What the task asks
Pick up the review of the two teen novels after its final sentence and keep writing it.

Provided passage
=====
Saturday, March 13, 2010


By Sarah N. Harvey
ISBN No. 978-1-55469-252-1

“Bear Market”
By Michele Martin Bossley
ISBN No. 978-1-55469-220-0

Both available at

Those of you disheartened by the seemingly endless downward trajectory that is tween/teen magazines can take your heads out of the oven now. Judging from two new books for kids you may be raising Noam Chomskys instead of Paris Hiltons after all. “Plastic” is the more topical of the two books. When Leah announces she wants some plastic surgery for her 16th birthday her best friend Jack tries to talk her out of it. What follows is a dramatization of every alarmist newspaper headline you’ve read in the past couple of years about young girls wanting nicer cheekbones and bigger breasts. The difference here is that Jack’s case for a modest B-Cup is fuelled by some Hardy Boys-style investigating that flushes out a couple of corner-cutting plastic surgeons. Even better, this revelation leads to a public protest – which, in turn, leads to a violent splinter group taking up Jack’s cause without his approval. While the book milks the mediagenic outrage of a culture obsessed with physical perfection, it also illustrates the embryonic fanaticism that’s borne of – seemingly - every societal protest; be it a global summit on climate change or the Winter Olympics. Forty years ago a businessman in “The Graduate” summed up the future to the younger generation with the word “plastics,” and so it has come to pass. The strongest word for tweens and teens today is a word you hardly ever hear them say: “no.” In our hyperkinetic, disposable culture, the book “Plastic” is that rarity: a readable cautionary tale about responsible activism.
=====
Excerpted data

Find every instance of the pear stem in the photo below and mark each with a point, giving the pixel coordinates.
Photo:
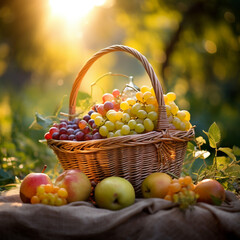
(44, 168)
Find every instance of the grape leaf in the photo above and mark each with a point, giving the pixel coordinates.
(236, 151)
(222, 162)
(214, 135)
(233, 170)
(229, 152)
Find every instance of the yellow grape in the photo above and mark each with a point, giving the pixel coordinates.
(35, 200)
(187, 118)
(171, 96)
(144, 89)
(62, 192)
(124, 105)
(151, 100)
(131, 101)
(146, 96)
(139, 96)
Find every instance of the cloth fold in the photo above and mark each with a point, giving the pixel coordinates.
(146, 219)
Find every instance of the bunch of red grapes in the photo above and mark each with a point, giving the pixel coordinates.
(75, 130)
(85, 128)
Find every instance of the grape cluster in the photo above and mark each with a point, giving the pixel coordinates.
(75, 130)
(118, 116)
(181, 191)
(50, 195)
(179, 119)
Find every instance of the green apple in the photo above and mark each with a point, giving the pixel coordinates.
(114, 193)
(76, 183)
(156, 185)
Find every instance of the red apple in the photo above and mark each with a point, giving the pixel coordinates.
(30, 183)
(76, 183)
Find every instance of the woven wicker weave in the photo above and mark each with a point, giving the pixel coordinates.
(133, 157)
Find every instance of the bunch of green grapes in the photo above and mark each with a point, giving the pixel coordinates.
(180, 119)
(136, 115)
(50, 195)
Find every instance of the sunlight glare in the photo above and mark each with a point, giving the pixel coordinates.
(73, 11)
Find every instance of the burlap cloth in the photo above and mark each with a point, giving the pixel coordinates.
(146, 219)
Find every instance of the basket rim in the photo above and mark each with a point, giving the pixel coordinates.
(162, 122)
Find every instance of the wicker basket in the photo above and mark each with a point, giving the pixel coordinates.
(132, 157)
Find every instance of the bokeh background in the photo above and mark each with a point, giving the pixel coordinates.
(193, 46)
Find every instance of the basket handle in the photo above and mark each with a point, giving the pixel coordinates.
(163, 122)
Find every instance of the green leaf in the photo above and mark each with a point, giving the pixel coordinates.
(214, 132)
(214, 135)
(233, 170)
(229, 152)
(222, 162)
(190, 147)
(200, 140)
(59, 106)
(236, 151)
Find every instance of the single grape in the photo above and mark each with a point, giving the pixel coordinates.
(107, 97)
(35, 200)
(53, 130)
(88, 137)
(131, 101)
(79, 136)
(119, 115)
(118, 133)
(86, 118)
(110, 125)
(47, 136)
(174, 108)
(135, 108)
(139, 96)
(152, 115)
(55, 136)
(176, 122)
(62, 192)
(82, 124)
(126, 118)
(116, 93)
(86, 130)
(110, 134)
(97, 135)
(90, 112)
(63, 125)
(63, 137)
(111, 115)
(171, 96)
(146, 96)
(144, 89)
(132, 123)
(188, 116)
(148, 124)
(139, 128)
(124, 105)
(70, 131)
(141, 114)
(108, 106)
(103, 131)
(99, 121)
(150, 108)
(125, 130)
(94, 115)
(118, 125)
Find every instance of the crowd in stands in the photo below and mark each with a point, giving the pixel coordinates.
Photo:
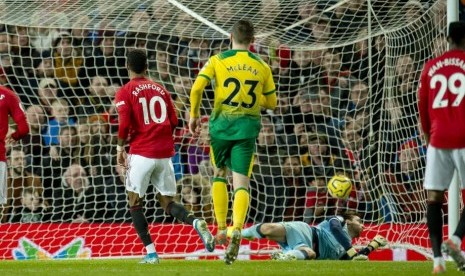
(341, 110)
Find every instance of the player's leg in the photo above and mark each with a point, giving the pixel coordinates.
(3, 187)
(438, 174)
(165, 183)
(137, 180)
(242, 154)
(220, 151)
(452, 246)
(242, 158)
(272, 231)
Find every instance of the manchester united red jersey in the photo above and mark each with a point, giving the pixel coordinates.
(442, 100)
(10, 106)
(147, 118)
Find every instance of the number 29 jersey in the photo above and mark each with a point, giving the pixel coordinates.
(147, 118)
(441, 100)
(240, 79)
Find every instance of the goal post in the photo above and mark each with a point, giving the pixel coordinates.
(346, 74)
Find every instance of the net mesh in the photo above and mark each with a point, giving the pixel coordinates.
(346, 73)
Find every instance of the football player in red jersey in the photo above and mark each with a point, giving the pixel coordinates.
(442, 113)
(9, 106)
(147, 119)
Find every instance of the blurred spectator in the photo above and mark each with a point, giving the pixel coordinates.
(33, 144)
(107, 60)
(68, 62)
(98, 101)
(47, 93)
(19, 177)
(193, 191)
(64, 154)
(32, 208)
(76, 200)
(60, 113)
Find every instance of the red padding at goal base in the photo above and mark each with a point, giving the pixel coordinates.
(120, 240)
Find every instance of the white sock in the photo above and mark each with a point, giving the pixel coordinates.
(150, 248)
(456, 240)
(439, 261)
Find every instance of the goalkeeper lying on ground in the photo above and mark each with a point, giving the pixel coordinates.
(329, 240)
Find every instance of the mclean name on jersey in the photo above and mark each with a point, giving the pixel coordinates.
(144, 86)
(243, 67)
(448, 61)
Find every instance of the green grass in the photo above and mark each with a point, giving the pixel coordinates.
(129, 267)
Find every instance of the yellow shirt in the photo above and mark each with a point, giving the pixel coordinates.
(240, 79)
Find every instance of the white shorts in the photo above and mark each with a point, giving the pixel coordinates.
(144, 171)
(440, 166)
(3, 195)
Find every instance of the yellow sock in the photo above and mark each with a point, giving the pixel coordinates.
(240, 207)
(220, 201)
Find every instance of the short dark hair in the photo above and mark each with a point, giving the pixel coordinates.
(243, 32)
(137, 61)
(457, 32)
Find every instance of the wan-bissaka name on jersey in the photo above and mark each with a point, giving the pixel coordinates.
(241, 78)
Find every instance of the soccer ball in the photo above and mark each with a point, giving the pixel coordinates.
(339, 186)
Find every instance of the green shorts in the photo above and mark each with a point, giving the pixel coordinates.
(237, 155)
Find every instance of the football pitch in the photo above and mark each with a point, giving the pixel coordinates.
(129, 267)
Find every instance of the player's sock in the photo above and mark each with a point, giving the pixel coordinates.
(365, 251)
(179, 211)
(434, 222)
(240, 207)
(299, 254)
(439, 261)
(220, 201)
(150, 248)
(460, 230)
(253, 231)
(141, 225)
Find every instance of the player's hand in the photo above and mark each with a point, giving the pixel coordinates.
(194, 126)
(121, 157)
(360, 257)
(378, 241)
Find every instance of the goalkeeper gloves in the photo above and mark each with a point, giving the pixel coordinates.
(378, 241)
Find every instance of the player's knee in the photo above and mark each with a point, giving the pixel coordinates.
(308, 253)
(267, 229)
(134, 199)
(435, 197)
(221, 172)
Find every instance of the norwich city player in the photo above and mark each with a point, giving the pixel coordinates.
(243, 84)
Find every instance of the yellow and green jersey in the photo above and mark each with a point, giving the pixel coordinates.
(240, 79)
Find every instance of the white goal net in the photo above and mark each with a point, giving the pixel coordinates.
(346, 74)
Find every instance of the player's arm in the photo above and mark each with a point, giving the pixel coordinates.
(124, 119)
(335, 226)
(171, 112)
(423, 104)
(17, 113)
(203, 79)
(268, 99)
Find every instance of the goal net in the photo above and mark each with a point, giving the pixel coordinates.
(346, 75)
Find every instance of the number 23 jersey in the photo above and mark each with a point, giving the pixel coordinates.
(240, 79)
(441, 100)
(147, 118)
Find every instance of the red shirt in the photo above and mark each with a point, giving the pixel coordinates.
(147, 118)
(10, 106)
(441, 100)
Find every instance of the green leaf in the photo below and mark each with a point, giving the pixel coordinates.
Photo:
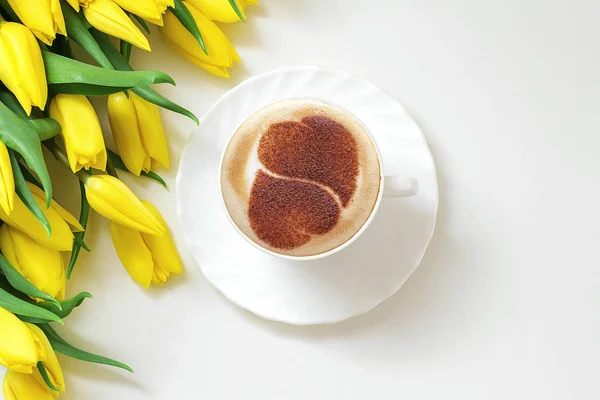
(144, 92)
(77, 31)
(42, 368)
(62, 46)
(46, 128)
(83, 217)
(187, 20)
(126, 49)
(67, 305)
(119, 164)
(85, 89)
(25, 194)
(26, 309)
(21, 283)
(20, 135)
(140, 21)
(63, 70)
(237, 10)
(61, 346)
(30, 178)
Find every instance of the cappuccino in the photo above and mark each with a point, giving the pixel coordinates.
(300, 177)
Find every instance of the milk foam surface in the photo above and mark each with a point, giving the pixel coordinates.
(300, 177)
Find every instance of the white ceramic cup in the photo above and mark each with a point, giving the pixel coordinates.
(390, 187)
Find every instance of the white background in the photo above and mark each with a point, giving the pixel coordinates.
(506, 303)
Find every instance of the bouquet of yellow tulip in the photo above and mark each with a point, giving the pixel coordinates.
(44, 105)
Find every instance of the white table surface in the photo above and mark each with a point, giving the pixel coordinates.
(506, 301)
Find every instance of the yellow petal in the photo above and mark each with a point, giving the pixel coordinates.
(20, 349)
(19, 386)
(146, 9)
(151, 129)
(218, 10)
(43, 17)
(81, 131)
(220, 49)
(7, 182)
(133, 253)
(163, 248)
(124, 125)
(22, 68)
(22, 219)
(112, 199)
(107, 17)
(51, 363)
(27, 256)
(66, 215)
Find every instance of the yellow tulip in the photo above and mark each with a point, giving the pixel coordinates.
(147, 258)
(20, 347)
(81, 131)
(7, 182)
(221, 53)
(60, 219)
(31, 386)
(17, 386)
(50, 361)
(41, 266)
(138, 132)
(108, 17)
(221, 10)
(43, 17)
(22, 68)
(112, 199)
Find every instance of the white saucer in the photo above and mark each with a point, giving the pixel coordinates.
(345, 284)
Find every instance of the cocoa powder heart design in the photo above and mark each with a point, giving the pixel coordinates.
(286, 209)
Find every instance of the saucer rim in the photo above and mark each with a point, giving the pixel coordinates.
(315, 321)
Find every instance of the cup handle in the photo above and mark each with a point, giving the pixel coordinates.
(397, 187)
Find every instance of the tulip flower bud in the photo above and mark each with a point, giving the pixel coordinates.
(43, 267)
(59, 218)
(108, 17)
(22, 68)
(138, 132)
(18, 386)
(51, 363)
(81, 131)
(221, 10)
(20, 348)
(43, 17)
(112, 199)
(221, 53)
(147, 258)
(7, 182)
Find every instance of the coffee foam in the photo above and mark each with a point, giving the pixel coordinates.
(348, 184)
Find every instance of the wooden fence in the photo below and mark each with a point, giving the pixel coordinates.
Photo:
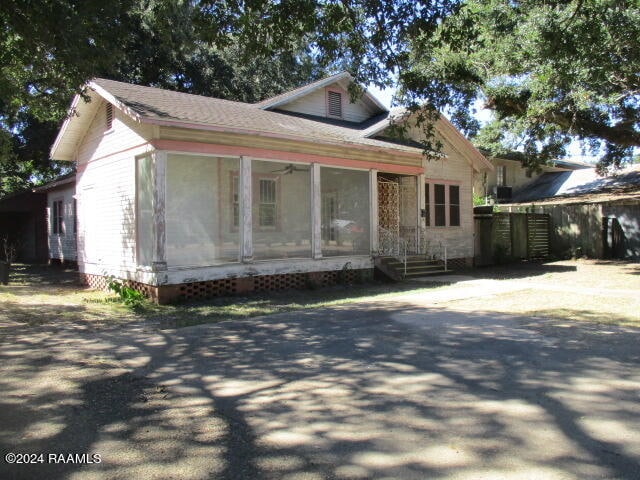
(504, 237)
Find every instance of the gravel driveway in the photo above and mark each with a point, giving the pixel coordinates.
(404, 388)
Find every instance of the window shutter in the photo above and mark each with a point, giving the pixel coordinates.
(109, 116)
(334, 104)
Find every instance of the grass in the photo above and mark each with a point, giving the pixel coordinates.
(41, 295)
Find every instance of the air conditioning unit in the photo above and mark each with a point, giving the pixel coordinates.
(503, 193)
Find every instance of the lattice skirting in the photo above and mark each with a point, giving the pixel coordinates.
(231, 286)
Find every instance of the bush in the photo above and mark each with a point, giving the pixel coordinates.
(130, 297)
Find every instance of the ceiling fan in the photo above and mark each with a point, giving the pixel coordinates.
(289, 169)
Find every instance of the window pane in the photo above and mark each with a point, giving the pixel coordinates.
(200, 213)
(281, 210)
(454, 205)
(144, 217)
(438, 193)
(344, 212)
(427, 206)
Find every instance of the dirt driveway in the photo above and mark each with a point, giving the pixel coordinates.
(446, 383)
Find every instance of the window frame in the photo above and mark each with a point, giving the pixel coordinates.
(430, 207)
(57, 216)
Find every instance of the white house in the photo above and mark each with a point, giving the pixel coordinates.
(186, 196)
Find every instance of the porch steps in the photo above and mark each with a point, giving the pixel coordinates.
(417, 266)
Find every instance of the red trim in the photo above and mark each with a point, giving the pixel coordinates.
(82, 166)
(260, 153)
(214, 128)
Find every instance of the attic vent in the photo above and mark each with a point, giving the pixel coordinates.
(109, 116)
(334, 104)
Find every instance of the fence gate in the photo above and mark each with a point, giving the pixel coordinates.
(504, 236)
=====
Answer to the exercise
As usual, “Bear Market”, about the poaching of bears for their gall bladders, is arguably the more important yet less palpable of the two books. And it’s to Bossley’s credit that her book is just grisly enough to get young minds thinking about taking up the cause, but not so much that you have to stop reading because you’re disgusted with your fellow humankind. She presents the poachers’ side with a kind of polite, cultural respect (which is more than they deserved. See? There’s my disgust for my fellow humankind) and has her three lead characters succinctly address the moral quandaries of correcting the destructive, exploitive beliefs of other cultures. Socio-politics aside, her book is a really catchy read. Sure, there’s the suspense element, but just reading the nuts and bolts about how her characters talk is oddly fascinating. Maybe it’s a backlash against all the vague “highbrow” fiction I’ve read (or just a complete disgust for the Bret Easton Ellis humankind) but the joy of “Bear Market” is just how forthright and sincere a read it is. The book captures the tween/teen energies of today’s kids in a way I hadn’t read before.